_PAGE TEXT:_
========================
‘Disappointing’ coronavirus budget will not stop job losses, Chamber warns

Half of €1.8 billion Malta COVID-19 budget is composed of bank guarantees, and not cash injection to pay salaries 

Robert Abela: his budget to cushion the COVID-19 impact falls short of what is desired
Robert Abela: his budget to cushion the COVID-19 impact falls short of what is desired

The Chamber of Commerce has called the measures announced by the Maltese government to inject a €1 billion cash relief into businesses affected by the COVID-19 and €900 in bank guarantees “very disappointing”. 

It said they fell short of its repeated calls over the past two weeks, saying employees were the biggest losers from the support package, despite claims that the measures were intended to protect jobs.  

“The Chamber is in a central position to make this claim because it is in touch with the needs and pains of business during these challenging times,” it said.
========================
(Data records)
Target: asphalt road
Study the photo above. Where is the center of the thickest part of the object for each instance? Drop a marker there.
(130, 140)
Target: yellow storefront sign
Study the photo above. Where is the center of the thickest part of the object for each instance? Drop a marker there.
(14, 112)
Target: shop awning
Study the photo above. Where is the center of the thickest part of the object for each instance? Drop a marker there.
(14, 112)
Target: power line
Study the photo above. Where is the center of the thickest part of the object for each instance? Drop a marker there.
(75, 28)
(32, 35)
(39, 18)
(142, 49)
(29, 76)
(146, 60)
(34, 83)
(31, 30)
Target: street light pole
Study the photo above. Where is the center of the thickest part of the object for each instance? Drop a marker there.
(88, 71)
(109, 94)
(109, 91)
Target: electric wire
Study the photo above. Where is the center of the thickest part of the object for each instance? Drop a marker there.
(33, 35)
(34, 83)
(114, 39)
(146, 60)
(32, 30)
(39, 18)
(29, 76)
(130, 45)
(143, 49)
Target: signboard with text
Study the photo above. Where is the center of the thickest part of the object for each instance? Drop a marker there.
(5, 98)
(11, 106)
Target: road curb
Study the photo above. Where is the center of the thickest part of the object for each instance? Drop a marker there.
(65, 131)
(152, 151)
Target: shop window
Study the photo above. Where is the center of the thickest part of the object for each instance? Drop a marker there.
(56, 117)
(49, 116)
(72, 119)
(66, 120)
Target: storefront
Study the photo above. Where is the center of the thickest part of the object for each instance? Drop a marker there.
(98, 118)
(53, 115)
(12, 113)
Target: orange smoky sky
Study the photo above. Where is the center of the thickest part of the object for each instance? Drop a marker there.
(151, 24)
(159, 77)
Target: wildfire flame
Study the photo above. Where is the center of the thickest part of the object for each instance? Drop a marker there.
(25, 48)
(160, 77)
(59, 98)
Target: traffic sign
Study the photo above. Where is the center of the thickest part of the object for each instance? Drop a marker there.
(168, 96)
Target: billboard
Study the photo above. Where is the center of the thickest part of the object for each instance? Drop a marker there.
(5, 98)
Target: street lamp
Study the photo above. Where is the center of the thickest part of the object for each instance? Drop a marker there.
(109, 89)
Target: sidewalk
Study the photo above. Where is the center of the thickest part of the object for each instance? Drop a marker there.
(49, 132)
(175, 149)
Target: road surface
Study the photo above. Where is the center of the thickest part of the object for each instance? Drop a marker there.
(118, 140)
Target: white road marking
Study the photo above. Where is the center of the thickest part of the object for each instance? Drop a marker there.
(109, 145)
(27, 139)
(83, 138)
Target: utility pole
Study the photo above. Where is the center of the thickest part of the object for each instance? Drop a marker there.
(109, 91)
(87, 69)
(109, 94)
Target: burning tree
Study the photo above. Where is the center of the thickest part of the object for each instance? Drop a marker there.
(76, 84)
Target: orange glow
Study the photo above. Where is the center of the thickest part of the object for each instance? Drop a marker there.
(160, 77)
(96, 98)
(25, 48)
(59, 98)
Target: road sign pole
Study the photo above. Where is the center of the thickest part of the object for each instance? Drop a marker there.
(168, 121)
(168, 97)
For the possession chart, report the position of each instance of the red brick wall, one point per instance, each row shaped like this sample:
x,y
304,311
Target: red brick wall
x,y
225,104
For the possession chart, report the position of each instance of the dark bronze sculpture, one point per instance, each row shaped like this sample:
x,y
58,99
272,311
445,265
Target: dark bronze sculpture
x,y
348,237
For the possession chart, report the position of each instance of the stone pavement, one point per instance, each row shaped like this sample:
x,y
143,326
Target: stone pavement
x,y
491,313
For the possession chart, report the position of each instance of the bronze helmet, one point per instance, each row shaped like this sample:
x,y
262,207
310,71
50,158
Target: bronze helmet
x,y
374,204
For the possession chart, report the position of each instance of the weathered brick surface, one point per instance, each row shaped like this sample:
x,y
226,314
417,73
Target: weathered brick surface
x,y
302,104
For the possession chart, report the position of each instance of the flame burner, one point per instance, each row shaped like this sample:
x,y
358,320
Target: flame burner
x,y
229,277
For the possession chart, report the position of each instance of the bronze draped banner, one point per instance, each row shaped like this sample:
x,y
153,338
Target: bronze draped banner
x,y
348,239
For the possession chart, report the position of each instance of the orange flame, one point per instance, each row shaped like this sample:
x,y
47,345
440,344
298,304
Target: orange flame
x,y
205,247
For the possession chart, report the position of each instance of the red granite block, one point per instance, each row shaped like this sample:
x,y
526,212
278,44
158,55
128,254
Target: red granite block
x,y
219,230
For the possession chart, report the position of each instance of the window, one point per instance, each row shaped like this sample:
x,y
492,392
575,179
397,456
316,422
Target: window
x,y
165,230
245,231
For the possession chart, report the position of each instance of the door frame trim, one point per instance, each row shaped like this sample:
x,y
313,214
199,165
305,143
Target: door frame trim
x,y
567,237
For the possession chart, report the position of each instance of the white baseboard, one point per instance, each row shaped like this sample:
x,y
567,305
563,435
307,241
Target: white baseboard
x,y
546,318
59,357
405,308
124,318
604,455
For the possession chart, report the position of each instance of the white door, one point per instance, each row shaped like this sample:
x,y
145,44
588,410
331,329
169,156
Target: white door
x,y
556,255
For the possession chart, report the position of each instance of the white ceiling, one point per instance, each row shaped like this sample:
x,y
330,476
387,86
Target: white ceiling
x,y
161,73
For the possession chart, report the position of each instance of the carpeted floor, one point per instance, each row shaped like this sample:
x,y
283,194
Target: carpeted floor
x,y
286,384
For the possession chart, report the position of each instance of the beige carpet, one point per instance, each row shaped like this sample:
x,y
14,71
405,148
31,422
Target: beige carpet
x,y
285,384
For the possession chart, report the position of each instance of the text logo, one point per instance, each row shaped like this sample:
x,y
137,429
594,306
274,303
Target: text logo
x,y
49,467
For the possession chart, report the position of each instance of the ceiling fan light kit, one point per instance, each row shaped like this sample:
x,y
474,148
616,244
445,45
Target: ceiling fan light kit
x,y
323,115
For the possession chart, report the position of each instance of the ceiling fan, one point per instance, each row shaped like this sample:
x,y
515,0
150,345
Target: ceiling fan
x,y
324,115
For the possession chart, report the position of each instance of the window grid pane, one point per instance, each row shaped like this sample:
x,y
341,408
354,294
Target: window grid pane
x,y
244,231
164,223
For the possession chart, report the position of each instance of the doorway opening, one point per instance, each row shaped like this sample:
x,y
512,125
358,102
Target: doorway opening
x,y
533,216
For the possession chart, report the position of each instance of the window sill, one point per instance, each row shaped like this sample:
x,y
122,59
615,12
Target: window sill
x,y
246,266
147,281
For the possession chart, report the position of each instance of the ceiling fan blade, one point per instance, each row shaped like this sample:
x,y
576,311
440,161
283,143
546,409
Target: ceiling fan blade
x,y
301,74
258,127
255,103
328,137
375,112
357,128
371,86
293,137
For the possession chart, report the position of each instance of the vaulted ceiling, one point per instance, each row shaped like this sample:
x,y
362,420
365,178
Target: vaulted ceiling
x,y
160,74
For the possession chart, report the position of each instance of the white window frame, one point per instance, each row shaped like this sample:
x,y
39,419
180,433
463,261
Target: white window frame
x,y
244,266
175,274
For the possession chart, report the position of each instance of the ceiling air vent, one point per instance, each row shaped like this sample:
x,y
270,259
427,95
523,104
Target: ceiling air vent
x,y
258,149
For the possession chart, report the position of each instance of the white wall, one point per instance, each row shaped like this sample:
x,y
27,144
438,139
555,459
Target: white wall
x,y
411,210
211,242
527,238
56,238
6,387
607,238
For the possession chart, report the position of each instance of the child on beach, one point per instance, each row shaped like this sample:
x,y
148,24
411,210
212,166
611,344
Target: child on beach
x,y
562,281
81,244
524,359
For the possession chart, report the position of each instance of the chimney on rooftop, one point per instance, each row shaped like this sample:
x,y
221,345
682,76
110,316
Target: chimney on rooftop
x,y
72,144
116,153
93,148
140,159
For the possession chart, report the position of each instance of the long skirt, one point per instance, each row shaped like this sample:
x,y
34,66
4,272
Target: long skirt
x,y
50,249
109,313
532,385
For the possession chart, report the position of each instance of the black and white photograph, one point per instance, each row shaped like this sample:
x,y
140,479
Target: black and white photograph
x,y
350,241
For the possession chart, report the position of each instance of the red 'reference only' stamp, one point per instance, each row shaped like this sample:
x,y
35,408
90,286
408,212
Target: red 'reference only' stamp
========================
_EXERCISES:_
1: According to the article on Malta's COVID-19 budget, who did the Chamber of Commerce say were the biggest losers from the support package?
2: List every word or passage that the article on Malta's COVID-19 budget places inside quotation marks.

_TASK-BY-TASK RESULTS:_
1: Employees

2:
- Disappointing
- very disappointing
- The Chamber is in a central position to make this claim because it is in touch with the needs and pains of business during these challenging times,